─── Page extract ───
We are discussing a number of exciting growth opportunities today, and I want to remind you that our sustainable business model’s foundation is our low rates. Our relentless commitment to affordability translates to our rates the lowest in the states we operate, lower in our region, among the lowest rates in the country. And from a cost control perspective, our O&M per growth over the last decade is less than 1%. We remain committed to delivering reliable electricity to all those customers at low rates. And finally, before turning the call over to Chuck, I want to recognize our incredible employees whose dedication makes these results possible.
Every day, they bring a relentless focus on efficiency and affordability, helping us deliver reliable service while keeping rates among the lowest in the nation for the communities we serve. Next week, OG&E will celebrate its 124th birthday. We are a company innovating for the future with a solid foundation built over time. With that, thank you. And, Chuck, I will turn the call over to you. Thank you, Sean, and thank you, Casey. Good morning, everyone, and thank you for joining us today. We have delivered another strong year in 2025, finishing
Charles B. Walworth: at the upper end of our original guidance range, and we are entering 2026 with solid momentum. This morning, I will review our 2025 results, introduce our 2026 outlook, and walk through our long-term growth framework. Starting with full year results, consolidated net income for 2025 was approximately $471 million, or $2.32 per diluted share, compared to $442 million, or $2.19 in 2024, ending the year $0.05 higher than the midpoint is consistent with our message of delivering results in the top half of the guidance range. At the electric company, net income increased to $500 million, or $2.47 per share, up from $470 million, or $2.33 per share, driven by recovery of capital investments and strong load growth.
───
→ Problems and tasks:
a) Answer from the earnings call excerpt:
(i) Which birthday will OG&E celebrate next week?
(ii) What was consolidated net income for 2025, in total and per diluted share?
(iii) What was net income at the electric company for 2025, in total and per share?
b) Select every line of the records that contains the string "fence". Case counts.
The earnings call excerpt has no connection to the records.
─── Provided information ───
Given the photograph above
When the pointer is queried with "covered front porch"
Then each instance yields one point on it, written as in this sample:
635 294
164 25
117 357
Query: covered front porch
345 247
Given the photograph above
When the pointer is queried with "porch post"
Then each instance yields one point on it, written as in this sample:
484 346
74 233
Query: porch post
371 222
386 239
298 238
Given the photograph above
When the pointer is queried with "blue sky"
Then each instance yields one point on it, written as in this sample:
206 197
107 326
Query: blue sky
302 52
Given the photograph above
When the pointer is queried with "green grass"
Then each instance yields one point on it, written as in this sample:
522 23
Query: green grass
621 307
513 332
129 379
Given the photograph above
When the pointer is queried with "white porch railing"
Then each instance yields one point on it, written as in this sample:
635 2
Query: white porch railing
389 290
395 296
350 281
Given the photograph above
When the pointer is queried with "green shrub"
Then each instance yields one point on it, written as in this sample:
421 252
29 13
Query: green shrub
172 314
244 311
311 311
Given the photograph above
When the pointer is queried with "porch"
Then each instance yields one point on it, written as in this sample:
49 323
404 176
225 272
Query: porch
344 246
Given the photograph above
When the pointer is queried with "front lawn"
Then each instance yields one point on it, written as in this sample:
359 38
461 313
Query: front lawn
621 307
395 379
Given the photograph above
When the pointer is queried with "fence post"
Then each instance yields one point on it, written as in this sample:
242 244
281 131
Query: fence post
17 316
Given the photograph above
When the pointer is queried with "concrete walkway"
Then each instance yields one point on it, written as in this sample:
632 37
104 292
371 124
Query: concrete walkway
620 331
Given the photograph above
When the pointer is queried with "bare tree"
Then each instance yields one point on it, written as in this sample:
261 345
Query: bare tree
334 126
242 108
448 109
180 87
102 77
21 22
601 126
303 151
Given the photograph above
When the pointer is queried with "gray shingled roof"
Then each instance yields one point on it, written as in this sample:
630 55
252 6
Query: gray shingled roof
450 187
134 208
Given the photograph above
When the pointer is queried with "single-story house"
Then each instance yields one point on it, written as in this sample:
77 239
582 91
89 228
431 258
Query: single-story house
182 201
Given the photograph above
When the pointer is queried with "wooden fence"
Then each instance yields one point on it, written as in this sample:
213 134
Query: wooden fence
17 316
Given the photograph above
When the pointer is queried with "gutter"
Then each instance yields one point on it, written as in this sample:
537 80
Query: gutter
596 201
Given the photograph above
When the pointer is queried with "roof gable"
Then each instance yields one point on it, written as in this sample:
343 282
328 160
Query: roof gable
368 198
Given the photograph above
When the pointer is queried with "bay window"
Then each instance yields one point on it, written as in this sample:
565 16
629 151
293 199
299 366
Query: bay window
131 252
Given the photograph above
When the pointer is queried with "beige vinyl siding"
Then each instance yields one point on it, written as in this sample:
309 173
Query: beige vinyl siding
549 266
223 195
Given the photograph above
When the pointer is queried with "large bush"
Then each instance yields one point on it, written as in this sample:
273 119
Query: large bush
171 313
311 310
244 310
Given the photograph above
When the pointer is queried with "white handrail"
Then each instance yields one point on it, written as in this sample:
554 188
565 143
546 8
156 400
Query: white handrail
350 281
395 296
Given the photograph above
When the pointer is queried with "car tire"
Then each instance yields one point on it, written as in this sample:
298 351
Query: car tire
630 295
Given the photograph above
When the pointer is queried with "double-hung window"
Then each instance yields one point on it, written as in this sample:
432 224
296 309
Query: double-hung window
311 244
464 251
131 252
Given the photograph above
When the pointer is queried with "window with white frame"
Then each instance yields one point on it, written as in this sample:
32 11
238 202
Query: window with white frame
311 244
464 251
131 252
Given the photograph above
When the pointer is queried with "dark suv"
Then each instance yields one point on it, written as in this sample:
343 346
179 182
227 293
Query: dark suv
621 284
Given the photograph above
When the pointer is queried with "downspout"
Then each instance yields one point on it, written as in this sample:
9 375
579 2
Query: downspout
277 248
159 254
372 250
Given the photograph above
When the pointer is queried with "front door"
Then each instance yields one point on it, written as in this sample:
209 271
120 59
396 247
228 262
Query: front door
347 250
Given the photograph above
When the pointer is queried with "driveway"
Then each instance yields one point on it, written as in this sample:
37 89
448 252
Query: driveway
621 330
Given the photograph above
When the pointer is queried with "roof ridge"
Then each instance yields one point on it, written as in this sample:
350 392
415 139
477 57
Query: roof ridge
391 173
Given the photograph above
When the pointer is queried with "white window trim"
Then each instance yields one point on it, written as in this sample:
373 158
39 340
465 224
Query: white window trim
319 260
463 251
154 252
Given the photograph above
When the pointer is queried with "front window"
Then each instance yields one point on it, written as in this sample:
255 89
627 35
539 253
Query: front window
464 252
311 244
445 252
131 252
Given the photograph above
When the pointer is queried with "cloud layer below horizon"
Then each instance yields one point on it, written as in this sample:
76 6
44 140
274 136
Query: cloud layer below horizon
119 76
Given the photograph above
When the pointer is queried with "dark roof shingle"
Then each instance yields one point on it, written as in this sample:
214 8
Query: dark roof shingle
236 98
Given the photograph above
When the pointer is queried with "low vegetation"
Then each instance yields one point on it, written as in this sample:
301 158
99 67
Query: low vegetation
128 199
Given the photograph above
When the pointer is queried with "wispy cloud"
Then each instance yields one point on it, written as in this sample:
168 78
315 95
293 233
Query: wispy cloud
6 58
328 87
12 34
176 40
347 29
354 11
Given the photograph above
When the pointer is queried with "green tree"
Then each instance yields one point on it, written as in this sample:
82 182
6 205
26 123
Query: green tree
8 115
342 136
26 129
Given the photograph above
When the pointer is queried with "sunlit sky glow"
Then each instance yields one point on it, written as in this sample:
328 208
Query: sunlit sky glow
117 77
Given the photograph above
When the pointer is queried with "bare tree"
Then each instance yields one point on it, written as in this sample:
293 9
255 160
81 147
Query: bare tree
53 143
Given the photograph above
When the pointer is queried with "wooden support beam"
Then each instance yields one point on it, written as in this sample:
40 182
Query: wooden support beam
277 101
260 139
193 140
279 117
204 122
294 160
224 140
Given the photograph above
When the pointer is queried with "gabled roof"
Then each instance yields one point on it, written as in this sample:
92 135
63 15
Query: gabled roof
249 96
───
→ Complete answers:
a)
(i) Its 124th birthday.
(ii) Approximately $471 million, or $2.32 per diluted share.
(iii) $500 million, or $2.47 per share.

b)
When the pointer is queried with "fence post"
Query: fence post
When the pointer is queried with "wooden fence"
Query: wooden fence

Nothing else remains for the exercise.